# [Excerpt to read]

=== Begin Enclosure ===

Failure to prepare for coronavirus now ‘could be a fatal mistake’

A San Francisco Public Works Community Clean volunteer wearing a face mask removes trash on a street in the Chinatown district of San Francisco, California, on Wednesday, Feb. 26, 2020.

David Paul Morris | Bloomberg | Getty Images

World Health Organization officials warned on Thursday that member nations need to prepare for COVID-19’s arrival after seven countries in the last day reported their first cases.

“Every country must be ready for its first case,” Tedros Adhanom Ghebreyesus, director-general of WHO, said during a press briefing at the agency’s headquarters in Geneva. “No country should assume it won’t get cases. That could be a fatal mistake. This virus does not respect borders.”

“It does not distinguish between races or ethnicities. It has no regard for a country’s GDP or level of development,” he added.

Tedros said the biggest concerns now are what’s happening outside China, where the growth in cases have slowed. Brazil, Georgia, Greece, North Macedonia, Norway, Pakistan and Romania reported their first coronavirus cases in the last day, Tedros said.

“We’re at a decisive point,” he said. “The epidemics in the Islamic Republic of Iran, Italy and the Republic of Korea demonstrate what this virus is capable of.”

On Wednesday, WHO officials said the number of new COVID-19 cases outside China exceeded those inside the country for the first time. “The sudden increases of cases in Italy, the Islamic Republic of Iran and the Republic of Korea are deeply concerning,” Tedros said at the time.

That same day, U.S. health officials confirmed the first possible community transmission of the coronavirus in America, a troubling sign that the virus could be spreading in local cities and towns. The California patient didn’t have a relevant travel history or exposure to another patient with the virus, the CDC said.

Tedros said Thursday that countries must act “swiftly” and “aggressively” to contain the virus.

=== End Enclosure ===

# [Excerpted data]
=== Begin Enclosure ===

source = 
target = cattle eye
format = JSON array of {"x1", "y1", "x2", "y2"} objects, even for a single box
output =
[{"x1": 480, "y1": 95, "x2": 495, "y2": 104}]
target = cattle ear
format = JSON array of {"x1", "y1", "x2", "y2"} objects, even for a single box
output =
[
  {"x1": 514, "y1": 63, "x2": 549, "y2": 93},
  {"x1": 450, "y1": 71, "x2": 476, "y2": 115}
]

=== End Enclosure ===

# [Problem to solve]
In the coronavirus article, where was the WHO press briefing held?

# [Reply]
At the agency's headquarters in Geneva.